• [AIM] Decide whether each statement agrees with the text about Gell's account of his case below. Answer yes or no for each, quoting the deciding words of the text. (a) The hidden statements came from 17 witnesses who said they saw the victim alive while Gell was in jail. (b) Gell said the death sentence hurt more than being found guilty. (c) Gell refused to help his attorneys in the sentencing phase.

Gell spent much of the night talking about two women
who claimed Gell killed Allen Ray Jenkins in 1995 in
Bertie County. He talked about the prosecutors who
ultimately were issued warnings for their roles in
hiding statements from 17 witnesses who said they saw
the victim alive while Gell was in jail charged with
another crime. He discussed audiotapes in the
prosecutors' files that detailed the purported two
eyewitnesses talking about framing Gell.

And he talked about having hope throughout the entire
process that he would be acquitted in his first trial,
and then losing all hope when he was convicted.

"In the sentencing phase, I refused to help my
attorneys," he said. "I told them that if I spend the
rest of my life in prison for something I didn't do,
it's no different than being sentenced to death row
for something I didn't do.

"Being found guilty, that hurt more than getting the
death penalty."

Gell also discussed his disappointment in his appeals
lawyers until attorney Mary Pollard finally asked to
see the prosecutors' files, which ultimately led to a
new trial.

• [DATA ENTRIES]

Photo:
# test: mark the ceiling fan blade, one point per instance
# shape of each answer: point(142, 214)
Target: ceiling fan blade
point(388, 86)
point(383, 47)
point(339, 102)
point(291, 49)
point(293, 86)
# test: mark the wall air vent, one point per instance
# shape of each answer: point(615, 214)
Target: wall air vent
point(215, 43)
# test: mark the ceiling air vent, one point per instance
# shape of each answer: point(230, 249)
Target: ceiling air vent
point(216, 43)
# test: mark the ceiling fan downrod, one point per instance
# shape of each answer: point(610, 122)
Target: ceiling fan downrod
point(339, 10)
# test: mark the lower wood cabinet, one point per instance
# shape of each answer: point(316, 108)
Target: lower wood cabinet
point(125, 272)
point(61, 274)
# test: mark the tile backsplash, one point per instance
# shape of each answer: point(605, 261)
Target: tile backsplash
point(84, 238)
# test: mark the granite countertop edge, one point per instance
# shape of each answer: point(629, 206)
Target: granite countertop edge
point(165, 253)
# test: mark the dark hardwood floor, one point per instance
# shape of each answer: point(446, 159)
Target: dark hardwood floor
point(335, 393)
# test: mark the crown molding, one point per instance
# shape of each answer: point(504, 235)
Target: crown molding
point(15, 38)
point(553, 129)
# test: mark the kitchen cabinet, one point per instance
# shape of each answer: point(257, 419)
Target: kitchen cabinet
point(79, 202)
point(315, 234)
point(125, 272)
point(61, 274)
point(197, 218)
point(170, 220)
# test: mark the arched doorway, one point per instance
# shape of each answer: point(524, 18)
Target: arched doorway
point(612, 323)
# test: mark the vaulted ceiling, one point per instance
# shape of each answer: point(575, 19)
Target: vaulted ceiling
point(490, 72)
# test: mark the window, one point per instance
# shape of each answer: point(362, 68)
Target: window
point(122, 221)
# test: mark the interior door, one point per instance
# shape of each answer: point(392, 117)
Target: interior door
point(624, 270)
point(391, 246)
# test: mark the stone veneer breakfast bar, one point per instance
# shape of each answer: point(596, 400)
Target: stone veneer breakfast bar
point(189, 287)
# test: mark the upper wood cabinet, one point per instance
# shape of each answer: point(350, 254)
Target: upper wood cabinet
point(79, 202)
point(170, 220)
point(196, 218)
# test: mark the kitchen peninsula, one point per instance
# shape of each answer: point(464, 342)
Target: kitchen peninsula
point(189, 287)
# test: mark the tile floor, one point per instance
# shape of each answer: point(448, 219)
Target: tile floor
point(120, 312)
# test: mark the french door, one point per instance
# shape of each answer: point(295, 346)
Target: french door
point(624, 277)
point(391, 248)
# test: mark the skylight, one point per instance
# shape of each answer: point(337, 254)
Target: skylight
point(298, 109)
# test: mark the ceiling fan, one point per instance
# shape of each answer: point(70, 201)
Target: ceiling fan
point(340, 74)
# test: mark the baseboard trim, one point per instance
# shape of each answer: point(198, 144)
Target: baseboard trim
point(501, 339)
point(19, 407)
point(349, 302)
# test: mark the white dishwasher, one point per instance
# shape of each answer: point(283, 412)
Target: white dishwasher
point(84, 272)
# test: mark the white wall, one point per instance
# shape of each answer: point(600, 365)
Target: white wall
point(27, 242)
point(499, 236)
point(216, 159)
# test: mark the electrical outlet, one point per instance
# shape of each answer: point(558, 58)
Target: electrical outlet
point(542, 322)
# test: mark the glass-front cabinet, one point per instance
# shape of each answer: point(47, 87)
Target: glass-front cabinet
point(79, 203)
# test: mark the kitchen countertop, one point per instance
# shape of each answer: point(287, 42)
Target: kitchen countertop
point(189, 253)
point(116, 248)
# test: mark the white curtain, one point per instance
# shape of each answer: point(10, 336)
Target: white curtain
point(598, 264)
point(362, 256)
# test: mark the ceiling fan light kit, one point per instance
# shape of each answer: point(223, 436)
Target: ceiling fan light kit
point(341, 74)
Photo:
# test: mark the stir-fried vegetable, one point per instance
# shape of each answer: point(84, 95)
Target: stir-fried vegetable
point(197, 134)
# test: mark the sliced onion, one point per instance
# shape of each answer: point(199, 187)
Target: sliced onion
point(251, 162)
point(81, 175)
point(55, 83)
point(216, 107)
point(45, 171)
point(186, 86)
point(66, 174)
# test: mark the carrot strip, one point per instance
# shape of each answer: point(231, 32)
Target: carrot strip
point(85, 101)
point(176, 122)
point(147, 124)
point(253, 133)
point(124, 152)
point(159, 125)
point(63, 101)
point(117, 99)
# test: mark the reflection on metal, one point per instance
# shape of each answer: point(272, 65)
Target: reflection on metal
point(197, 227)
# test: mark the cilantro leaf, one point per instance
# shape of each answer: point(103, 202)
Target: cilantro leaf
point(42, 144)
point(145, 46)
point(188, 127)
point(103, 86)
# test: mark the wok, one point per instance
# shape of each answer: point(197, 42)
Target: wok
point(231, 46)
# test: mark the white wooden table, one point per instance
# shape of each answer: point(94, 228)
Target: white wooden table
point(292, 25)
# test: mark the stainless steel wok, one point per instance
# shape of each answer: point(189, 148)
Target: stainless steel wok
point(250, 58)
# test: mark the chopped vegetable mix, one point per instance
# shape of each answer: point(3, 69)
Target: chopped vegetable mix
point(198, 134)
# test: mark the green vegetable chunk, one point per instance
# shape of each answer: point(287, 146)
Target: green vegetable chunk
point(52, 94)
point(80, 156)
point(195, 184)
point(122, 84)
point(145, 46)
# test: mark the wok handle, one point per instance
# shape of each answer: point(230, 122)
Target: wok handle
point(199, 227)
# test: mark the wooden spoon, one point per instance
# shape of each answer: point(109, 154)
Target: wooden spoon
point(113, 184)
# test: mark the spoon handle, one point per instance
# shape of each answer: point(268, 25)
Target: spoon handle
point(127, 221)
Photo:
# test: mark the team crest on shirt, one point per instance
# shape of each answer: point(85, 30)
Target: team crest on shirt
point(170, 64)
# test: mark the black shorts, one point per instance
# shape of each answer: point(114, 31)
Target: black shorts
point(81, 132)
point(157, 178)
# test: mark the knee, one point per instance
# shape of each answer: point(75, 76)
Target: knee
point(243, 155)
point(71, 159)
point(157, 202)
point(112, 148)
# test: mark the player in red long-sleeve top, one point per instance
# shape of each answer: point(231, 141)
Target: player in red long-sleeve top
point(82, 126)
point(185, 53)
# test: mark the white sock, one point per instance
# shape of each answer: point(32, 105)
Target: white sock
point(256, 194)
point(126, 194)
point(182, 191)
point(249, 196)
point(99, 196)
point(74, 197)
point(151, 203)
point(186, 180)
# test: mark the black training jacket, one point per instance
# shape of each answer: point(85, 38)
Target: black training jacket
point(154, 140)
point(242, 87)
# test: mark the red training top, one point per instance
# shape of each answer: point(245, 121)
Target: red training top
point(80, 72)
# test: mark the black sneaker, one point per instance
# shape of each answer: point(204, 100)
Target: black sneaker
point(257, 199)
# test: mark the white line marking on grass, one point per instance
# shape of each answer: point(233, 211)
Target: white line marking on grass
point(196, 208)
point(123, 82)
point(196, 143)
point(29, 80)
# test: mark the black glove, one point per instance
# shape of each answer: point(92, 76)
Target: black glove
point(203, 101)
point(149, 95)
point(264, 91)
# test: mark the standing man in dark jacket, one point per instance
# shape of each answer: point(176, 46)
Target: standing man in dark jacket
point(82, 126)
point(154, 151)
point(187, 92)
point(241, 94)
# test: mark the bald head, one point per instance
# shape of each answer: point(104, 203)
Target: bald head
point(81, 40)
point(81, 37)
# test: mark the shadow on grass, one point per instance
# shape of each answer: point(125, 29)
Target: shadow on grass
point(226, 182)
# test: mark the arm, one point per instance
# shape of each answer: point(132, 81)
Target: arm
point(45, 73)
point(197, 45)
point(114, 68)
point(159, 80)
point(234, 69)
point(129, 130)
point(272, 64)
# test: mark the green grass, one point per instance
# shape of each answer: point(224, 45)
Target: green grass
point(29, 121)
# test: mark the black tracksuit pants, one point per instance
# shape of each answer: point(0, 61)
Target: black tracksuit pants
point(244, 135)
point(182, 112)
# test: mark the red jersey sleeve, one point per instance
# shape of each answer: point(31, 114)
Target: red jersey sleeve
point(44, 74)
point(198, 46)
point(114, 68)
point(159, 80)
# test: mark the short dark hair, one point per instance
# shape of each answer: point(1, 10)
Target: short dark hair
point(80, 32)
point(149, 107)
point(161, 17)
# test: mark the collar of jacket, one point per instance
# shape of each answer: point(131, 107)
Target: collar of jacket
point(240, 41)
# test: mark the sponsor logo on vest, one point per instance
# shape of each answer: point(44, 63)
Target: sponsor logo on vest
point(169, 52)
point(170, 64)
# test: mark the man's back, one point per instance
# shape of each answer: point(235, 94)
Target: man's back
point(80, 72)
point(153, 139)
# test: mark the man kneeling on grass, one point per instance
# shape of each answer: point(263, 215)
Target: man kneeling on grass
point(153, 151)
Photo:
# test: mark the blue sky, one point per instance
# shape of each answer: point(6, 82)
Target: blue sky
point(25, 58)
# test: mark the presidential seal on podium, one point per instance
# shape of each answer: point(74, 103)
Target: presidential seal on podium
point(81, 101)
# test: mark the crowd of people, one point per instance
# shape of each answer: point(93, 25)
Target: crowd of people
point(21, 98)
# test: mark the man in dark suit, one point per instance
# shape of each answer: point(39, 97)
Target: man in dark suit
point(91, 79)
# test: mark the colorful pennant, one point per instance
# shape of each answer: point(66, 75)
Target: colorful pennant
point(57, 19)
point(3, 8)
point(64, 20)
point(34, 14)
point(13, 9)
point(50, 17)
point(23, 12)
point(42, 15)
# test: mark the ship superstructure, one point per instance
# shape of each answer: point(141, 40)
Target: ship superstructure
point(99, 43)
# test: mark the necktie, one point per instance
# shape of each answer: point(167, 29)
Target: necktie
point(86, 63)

• [FINAL RESULT]
(a) Yes: "hiding statements from 17 witnesses who said they saw the victim alive while Gell was in jail"
(b) No: "Being found guilty, that hurt more than getting the death penalty."
(c) Yes: "In the sentencing phase, I refused to help my attorneys"